START Provided entries

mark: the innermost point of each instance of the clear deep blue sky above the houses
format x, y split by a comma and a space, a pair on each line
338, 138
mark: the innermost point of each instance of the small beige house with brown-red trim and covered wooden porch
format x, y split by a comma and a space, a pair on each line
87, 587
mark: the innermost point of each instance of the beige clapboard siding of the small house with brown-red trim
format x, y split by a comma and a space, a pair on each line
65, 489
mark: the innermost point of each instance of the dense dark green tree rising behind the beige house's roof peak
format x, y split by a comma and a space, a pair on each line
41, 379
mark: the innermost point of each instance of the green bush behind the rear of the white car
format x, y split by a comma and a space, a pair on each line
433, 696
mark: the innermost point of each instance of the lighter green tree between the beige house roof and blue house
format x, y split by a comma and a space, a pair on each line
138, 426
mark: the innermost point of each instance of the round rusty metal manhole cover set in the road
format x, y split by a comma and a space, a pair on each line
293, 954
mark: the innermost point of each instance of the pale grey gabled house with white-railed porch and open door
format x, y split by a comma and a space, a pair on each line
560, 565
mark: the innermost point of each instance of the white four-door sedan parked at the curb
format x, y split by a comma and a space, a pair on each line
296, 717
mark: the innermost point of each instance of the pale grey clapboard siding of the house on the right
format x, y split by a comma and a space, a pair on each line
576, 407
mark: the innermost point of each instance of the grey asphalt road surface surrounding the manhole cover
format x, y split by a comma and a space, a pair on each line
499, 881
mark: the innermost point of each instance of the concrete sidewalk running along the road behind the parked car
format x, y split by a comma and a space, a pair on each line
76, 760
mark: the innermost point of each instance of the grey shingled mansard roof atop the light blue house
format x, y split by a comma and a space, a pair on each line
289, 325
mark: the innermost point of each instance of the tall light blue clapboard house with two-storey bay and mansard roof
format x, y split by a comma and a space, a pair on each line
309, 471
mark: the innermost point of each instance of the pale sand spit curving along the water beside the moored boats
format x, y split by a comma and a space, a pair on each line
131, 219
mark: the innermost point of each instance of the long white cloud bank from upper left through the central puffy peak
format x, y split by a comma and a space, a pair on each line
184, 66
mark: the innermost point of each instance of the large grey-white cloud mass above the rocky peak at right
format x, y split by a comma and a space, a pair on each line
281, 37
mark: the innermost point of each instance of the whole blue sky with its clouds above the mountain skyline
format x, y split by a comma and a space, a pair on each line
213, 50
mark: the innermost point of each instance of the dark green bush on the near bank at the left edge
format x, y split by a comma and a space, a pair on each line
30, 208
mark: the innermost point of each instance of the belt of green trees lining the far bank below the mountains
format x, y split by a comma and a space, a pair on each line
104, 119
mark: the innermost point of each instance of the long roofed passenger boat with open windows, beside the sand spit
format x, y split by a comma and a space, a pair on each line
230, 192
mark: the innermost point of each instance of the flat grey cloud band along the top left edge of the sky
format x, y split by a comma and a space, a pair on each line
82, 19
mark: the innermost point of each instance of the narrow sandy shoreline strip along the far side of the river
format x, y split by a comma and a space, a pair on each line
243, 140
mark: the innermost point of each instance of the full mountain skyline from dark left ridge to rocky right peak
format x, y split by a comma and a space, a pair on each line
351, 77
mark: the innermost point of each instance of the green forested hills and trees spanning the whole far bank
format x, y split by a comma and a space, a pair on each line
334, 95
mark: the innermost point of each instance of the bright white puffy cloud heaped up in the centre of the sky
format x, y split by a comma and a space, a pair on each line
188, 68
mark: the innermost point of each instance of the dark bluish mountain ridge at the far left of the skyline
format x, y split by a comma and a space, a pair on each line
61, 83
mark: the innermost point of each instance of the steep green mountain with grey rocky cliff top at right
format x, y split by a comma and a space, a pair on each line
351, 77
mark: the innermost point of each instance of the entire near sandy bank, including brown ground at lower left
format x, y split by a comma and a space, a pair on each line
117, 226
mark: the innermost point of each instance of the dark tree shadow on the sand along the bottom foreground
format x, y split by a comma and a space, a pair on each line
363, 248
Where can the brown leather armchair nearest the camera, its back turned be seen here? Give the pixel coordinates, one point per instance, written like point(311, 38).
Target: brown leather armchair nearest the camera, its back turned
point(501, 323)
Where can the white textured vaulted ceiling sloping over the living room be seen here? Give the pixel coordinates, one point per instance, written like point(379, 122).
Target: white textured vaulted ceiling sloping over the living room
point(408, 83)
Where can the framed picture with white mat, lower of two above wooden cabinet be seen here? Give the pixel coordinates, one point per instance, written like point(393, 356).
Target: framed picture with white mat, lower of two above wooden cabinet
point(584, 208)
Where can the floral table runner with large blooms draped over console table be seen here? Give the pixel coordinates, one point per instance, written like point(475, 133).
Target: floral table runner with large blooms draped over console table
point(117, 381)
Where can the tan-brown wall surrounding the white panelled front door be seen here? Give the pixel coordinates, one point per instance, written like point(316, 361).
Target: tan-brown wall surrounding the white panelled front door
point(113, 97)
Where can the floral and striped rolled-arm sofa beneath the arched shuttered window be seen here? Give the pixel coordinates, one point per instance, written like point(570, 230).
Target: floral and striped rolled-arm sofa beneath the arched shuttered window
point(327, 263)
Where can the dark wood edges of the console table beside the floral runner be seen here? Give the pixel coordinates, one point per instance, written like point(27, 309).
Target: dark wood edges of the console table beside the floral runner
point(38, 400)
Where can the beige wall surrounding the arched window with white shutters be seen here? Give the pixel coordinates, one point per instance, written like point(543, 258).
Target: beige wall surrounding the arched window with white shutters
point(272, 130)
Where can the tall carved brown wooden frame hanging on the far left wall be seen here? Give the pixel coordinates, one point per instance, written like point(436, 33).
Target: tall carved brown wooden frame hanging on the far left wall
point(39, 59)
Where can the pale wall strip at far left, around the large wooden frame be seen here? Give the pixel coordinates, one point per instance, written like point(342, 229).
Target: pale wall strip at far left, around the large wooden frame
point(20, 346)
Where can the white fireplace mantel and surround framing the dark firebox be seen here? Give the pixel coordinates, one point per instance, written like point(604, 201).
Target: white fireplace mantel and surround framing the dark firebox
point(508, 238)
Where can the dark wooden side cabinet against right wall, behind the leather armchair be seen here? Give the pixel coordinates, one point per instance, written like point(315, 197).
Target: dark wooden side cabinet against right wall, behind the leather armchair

END Provided entries

Search the records for the word "parked", then list every line that has it.

Your response
mark: the innermost point of each instance of the white four-door sedan parked at the curb
mark: the innermost point of each instance of the concrete sidewalk running along the road behind the parked car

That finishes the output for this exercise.